→ Written problem
Report each line in the items below that contains the string "dome", copying every such line in full.

→ Records for the task
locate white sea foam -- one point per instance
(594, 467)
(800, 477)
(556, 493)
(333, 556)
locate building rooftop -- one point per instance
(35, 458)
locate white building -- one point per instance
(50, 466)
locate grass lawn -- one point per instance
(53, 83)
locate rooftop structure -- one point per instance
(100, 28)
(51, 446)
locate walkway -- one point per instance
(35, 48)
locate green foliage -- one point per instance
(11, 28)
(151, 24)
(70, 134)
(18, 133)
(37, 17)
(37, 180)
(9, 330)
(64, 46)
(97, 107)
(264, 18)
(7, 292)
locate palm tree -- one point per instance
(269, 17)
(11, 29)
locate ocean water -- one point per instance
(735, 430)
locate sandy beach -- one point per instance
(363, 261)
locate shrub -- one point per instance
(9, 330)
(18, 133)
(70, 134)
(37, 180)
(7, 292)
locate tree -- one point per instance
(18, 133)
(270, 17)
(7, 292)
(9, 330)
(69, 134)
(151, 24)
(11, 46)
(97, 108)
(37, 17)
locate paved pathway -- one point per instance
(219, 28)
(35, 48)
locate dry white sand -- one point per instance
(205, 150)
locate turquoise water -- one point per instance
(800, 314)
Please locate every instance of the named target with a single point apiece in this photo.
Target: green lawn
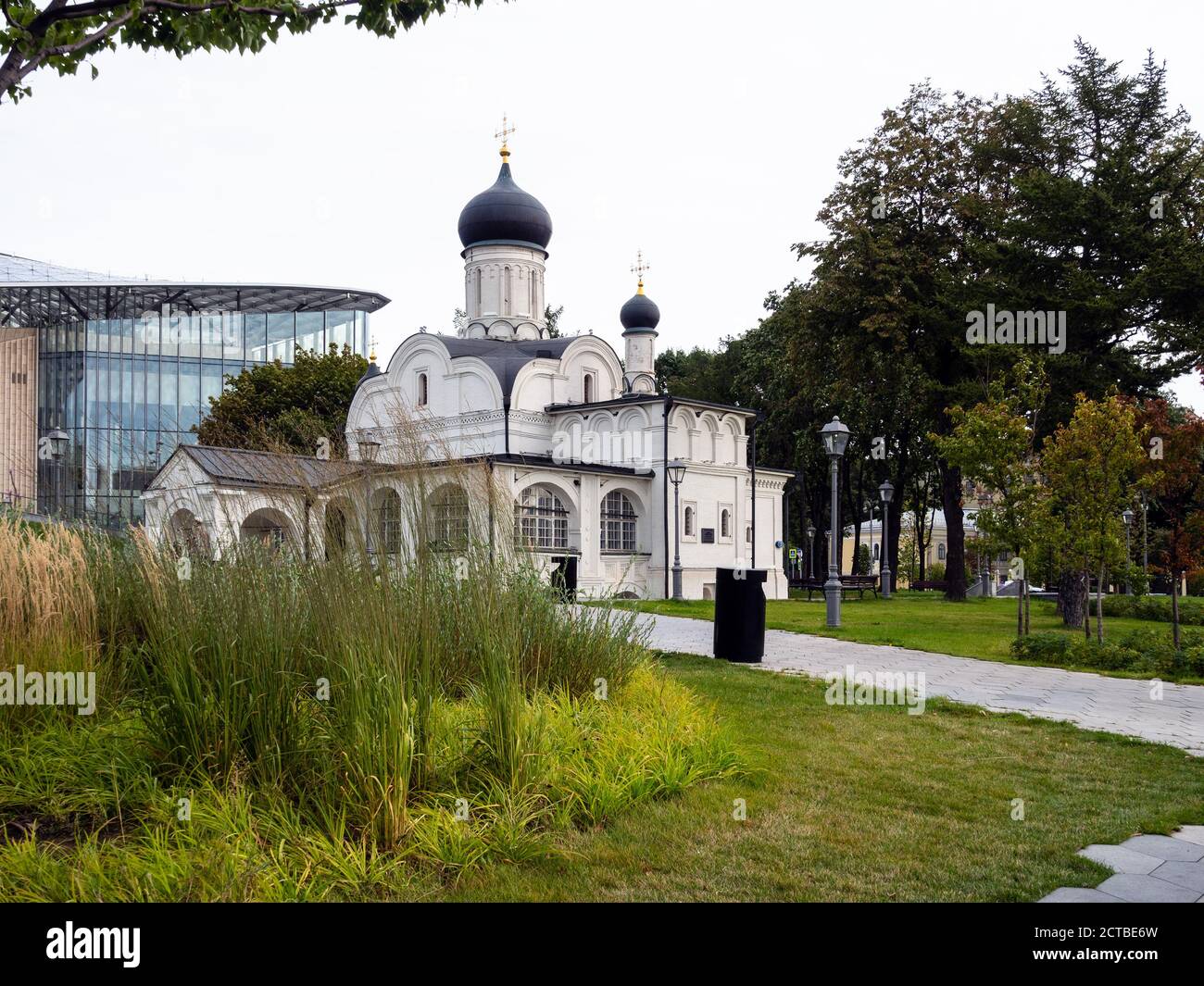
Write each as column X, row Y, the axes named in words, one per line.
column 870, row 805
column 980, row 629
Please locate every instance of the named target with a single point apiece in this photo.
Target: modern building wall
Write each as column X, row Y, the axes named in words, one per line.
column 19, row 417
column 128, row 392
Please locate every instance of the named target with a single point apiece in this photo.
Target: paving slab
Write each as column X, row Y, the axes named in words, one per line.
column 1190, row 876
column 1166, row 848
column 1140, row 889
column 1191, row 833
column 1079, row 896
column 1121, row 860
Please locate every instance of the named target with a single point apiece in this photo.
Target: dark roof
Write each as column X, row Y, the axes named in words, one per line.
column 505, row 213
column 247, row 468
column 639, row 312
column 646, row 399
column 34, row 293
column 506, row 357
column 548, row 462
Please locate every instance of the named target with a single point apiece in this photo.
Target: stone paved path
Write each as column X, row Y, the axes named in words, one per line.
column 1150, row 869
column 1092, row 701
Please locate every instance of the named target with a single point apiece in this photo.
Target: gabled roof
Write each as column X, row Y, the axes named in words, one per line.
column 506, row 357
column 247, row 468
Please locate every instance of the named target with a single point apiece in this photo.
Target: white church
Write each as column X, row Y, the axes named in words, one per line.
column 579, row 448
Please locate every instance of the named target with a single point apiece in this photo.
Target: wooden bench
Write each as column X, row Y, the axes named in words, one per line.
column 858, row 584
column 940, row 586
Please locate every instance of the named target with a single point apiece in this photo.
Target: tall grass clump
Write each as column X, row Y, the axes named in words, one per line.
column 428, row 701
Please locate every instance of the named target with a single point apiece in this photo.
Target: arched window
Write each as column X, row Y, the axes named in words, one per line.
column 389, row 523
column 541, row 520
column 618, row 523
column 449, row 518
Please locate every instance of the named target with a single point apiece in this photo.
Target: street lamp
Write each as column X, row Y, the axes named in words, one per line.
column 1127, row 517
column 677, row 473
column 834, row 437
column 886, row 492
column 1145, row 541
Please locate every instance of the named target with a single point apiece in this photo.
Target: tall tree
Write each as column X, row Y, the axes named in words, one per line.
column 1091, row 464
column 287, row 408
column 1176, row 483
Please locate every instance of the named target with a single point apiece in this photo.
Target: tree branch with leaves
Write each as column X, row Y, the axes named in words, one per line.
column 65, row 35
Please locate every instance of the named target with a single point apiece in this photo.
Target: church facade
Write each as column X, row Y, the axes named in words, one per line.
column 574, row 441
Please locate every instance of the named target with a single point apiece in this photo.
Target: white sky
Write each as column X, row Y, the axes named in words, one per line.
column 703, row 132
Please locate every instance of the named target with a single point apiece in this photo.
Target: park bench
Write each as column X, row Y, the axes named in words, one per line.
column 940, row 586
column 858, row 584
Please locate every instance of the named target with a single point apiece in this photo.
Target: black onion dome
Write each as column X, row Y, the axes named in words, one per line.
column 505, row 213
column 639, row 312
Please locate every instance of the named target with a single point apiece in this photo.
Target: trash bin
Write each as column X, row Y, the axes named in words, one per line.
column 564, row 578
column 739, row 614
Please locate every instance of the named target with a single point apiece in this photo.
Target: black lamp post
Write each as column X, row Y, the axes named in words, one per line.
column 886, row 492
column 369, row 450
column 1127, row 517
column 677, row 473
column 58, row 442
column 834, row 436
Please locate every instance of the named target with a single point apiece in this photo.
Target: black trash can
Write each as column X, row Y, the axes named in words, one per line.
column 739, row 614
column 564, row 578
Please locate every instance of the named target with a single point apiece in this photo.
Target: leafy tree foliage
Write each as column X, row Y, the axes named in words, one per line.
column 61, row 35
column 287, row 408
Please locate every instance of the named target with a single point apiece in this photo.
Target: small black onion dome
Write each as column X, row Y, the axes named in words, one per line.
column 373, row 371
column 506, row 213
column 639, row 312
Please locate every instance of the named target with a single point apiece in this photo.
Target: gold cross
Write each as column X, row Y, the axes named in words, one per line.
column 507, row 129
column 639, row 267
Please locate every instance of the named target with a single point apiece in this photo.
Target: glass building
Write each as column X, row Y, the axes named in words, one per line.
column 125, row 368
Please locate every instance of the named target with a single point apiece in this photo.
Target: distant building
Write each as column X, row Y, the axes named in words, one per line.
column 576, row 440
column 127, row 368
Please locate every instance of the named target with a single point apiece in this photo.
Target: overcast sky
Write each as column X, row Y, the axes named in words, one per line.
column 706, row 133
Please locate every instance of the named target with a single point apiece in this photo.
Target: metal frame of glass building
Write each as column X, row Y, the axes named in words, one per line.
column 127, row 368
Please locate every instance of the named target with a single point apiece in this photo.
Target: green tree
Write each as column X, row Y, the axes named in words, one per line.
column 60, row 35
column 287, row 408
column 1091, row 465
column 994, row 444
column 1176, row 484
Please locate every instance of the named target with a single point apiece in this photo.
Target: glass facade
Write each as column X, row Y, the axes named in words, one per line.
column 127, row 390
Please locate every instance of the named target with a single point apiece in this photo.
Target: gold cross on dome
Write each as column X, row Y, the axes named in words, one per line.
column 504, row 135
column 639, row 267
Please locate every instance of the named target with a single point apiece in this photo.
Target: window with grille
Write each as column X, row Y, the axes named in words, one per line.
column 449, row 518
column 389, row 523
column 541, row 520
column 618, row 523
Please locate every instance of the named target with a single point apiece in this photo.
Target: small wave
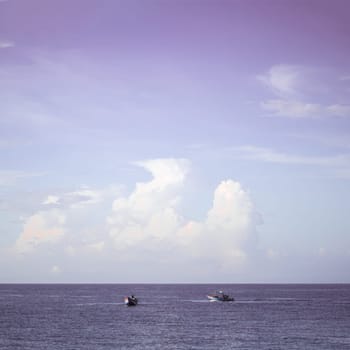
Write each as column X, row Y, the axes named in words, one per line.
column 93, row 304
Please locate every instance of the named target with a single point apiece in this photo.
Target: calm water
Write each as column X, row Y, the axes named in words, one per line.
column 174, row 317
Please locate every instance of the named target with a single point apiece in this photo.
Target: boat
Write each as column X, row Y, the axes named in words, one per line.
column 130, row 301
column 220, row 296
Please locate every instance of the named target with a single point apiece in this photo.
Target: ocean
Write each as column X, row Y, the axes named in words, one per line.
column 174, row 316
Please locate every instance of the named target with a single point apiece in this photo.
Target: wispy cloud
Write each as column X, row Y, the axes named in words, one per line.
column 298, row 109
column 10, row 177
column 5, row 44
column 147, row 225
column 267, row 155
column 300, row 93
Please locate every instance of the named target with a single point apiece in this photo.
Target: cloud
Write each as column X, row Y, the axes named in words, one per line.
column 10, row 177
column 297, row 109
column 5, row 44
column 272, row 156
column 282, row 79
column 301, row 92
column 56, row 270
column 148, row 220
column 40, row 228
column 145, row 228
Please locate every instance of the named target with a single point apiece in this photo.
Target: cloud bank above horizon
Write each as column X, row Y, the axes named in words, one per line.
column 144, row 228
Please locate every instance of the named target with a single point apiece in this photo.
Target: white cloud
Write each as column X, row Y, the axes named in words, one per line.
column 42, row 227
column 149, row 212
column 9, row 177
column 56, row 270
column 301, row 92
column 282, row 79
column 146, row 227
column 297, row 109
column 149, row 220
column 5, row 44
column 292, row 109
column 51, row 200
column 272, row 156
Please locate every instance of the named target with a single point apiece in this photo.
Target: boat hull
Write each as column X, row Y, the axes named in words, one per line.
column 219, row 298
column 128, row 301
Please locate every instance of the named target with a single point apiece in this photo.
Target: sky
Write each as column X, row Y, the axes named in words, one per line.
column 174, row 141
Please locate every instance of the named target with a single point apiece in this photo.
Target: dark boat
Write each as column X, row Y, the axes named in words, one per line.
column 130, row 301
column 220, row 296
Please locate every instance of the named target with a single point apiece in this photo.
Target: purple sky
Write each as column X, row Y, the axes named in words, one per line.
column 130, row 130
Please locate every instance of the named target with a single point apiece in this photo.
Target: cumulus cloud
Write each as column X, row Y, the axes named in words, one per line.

→ Correct result
Target: black onion dome
Target: small black onion dome
Target: gold cross on dome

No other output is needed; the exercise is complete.